*** Available records Section Begins ***
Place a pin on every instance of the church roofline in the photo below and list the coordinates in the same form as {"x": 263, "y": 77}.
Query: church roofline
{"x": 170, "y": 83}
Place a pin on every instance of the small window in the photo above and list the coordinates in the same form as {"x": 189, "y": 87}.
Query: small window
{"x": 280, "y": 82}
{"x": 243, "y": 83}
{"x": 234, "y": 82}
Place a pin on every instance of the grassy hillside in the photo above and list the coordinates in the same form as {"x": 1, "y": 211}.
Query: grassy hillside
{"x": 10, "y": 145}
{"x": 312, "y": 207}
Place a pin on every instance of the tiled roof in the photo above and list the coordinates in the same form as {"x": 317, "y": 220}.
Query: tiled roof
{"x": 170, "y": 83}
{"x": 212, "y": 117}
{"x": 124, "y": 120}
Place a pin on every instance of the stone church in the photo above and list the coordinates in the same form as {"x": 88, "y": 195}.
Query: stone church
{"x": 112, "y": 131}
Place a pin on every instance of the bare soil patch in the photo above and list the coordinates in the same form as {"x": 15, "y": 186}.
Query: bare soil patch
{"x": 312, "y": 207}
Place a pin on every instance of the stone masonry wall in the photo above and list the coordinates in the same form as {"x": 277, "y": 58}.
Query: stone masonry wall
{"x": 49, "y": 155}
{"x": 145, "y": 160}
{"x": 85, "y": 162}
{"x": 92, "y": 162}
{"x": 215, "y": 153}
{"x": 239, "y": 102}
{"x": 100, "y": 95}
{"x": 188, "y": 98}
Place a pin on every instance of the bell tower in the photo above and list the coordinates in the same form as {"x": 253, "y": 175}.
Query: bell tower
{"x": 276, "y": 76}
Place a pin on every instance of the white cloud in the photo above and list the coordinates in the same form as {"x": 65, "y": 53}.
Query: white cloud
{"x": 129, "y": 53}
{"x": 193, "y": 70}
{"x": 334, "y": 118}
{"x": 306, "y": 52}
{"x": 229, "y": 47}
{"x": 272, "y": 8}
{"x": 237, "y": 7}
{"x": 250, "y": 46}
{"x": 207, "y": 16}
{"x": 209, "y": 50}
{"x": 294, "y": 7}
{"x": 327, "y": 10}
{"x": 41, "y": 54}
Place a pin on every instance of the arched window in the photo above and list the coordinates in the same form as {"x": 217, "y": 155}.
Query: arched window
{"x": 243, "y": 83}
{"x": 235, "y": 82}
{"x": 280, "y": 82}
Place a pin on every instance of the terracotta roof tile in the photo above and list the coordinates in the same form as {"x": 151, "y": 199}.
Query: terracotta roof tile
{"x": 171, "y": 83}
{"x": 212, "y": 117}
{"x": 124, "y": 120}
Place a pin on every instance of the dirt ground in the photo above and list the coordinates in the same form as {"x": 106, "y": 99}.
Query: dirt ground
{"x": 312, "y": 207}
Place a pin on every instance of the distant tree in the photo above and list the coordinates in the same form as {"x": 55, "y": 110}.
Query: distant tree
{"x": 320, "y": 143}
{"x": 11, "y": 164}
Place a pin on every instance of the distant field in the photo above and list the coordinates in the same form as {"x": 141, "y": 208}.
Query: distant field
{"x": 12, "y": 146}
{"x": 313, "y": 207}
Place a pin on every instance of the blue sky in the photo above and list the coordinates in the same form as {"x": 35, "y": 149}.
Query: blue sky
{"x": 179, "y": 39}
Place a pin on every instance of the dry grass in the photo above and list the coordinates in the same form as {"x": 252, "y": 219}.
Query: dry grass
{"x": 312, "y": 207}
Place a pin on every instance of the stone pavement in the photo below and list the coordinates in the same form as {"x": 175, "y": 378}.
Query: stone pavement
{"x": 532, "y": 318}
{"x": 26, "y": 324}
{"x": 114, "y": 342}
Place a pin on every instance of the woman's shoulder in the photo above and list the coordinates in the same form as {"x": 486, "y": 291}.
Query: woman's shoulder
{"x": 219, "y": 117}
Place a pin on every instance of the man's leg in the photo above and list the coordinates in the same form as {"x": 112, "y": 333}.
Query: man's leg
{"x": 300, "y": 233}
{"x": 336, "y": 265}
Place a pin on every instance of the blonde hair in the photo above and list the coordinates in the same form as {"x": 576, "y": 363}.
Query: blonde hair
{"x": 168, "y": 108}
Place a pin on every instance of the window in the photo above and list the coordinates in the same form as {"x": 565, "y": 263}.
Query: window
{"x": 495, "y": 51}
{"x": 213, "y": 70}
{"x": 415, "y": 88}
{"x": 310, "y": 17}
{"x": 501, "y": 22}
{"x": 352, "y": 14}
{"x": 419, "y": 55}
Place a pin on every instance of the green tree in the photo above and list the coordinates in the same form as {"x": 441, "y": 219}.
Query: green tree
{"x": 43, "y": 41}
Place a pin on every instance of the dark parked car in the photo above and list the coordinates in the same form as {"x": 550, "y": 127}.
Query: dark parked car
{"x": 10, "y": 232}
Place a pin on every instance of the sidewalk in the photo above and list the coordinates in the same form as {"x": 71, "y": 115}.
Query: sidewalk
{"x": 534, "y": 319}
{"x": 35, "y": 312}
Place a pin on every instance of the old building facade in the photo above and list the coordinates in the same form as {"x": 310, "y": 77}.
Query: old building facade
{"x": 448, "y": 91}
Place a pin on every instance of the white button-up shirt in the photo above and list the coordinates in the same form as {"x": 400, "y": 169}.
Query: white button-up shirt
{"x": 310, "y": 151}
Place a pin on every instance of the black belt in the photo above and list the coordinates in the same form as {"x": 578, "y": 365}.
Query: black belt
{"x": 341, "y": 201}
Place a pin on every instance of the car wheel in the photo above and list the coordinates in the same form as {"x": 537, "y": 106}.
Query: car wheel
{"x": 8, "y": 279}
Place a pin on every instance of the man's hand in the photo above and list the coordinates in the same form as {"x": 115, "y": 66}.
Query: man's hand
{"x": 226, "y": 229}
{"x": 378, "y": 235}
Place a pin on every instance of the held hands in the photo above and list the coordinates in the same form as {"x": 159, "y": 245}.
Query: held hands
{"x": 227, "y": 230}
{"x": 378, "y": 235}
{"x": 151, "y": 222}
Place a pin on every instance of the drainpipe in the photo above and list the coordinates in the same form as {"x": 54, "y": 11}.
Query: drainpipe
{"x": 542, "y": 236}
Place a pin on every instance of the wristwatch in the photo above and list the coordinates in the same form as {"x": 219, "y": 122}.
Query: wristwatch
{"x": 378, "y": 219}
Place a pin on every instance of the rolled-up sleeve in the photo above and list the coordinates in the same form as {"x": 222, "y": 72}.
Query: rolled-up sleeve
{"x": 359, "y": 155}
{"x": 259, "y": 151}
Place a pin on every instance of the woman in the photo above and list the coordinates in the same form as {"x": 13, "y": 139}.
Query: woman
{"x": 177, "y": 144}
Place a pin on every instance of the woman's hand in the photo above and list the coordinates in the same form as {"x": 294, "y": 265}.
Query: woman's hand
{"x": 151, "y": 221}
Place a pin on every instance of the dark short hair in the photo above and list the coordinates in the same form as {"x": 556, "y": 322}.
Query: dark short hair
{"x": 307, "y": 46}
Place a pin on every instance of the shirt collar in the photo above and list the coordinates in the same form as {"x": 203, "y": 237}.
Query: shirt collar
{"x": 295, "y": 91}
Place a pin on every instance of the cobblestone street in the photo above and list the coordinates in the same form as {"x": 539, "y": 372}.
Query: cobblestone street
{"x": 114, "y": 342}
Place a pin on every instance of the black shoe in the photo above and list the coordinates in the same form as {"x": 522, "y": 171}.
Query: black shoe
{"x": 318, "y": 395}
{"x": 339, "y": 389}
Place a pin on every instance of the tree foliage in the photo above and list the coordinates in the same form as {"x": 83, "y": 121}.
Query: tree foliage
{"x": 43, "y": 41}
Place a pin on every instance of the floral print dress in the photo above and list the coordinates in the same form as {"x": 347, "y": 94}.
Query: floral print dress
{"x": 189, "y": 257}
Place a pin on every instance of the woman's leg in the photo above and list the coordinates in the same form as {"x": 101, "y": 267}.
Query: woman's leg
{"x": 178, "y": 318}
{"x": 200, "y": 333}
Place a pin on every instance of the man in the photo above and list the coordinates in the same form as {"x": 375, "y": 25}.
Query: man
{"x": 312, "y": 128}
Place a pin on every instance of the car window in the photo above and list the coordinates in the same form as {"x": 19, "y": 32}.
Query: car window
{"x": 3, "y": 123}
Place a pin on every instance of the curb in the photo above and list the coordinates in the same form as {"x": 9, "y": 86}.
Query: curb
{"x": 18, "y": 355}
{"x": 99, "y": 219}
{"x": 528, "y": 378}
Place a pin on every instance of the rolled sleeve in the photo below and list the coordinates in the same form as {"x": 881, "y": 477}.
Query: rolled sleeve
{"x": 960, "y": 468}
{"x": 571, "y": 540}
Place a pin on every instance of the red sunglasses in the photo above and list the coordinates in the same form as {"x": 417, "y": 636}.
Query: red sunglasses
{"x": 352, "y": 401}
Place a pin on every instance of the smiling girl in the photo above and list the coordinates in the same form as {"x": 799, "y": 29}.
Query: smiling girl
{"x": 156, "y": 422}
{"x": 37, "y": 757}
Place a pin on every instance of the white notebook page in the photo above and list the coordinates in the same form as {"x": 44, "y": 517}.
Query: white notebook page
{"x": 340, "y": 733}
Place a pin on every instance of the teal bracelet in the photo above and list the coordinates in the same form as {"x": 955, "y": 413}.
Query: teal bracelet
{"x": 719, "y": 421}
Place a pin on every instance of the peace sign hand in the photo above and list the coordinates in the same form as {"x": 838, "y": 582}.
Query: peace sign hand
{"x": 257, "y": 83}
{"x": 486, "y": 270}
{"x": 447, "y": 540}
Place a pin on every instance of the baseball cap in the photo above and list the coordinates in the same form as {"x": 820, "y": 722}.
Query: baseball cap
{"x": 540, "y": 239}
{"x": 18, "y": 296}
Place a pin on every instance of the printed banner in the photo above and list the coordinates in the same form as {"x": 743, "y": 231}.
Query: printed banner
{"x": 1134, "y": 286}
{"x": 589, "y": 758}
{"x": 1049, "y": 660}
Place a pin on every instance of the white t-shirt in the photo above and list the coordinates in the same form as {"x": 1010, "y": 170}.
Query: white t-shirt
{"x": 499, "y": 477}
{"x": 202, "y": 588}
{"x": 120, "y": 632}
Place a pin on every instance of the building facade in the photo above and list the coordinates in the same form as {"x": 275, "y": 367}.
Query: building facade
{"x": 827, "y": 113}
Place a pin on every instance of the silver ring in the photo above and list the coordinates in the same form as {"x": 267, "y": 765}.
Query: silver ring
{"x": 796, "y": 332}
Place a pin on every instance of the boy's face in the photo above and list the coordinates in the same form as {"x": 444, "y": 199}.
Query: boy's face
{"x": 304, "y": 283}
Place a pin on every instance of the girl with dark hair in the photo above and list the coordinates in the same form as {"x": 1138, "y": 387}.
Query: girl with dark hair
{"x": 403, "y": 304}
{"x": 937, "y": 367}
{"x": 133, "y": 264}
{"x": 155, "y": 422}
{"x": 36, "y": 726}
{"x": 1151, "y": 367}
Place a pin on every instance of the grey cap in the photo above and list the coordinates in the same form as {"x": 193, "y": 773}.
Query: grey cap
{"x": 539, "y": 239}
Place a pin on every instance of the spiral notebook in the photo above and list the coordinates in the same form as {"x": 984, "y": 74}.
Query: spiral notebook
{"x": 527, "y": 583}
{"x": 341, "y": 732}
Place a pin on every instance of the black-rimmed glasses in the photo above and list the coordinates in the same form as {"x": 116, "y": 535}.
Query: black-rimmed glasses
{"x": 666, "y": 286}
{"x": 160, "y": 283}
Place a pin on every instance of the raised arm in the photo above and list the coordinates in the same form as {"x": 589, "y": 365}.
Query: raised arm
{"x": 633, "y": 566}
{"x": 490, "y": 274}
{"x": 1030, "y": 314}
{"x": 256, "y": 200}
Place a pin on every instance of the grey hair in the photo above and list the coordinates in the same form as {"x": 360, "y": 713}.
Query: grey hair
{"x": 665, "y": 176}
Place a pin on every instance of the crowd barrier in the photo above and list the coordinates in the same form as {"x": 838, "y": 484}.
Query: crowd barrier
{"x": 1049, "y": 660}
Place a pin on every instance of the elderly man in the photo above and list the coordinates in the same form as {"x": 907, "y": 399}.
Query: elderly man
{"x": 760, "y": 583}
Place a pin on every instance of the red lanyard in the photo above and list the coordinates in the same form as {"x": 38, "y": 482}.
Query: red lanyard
*** Available records Section Ends ***
Exercise prompt
What is needed is every line of the records above that contains the word "below".

Answer section
Place a pin on every instance of the church roofline in the photo below and list the coordinates in the same form as {"x": 263, "y": 77}.
Place a pin on every instance of the stone pavement in the photo below and list the coordinates in the same form as {"x": 175, "y": 378}.
Place a pin on every instance of the rolled sleeve in the photo below and list the coordinates in the same form as {"x": 881, "y": 477}.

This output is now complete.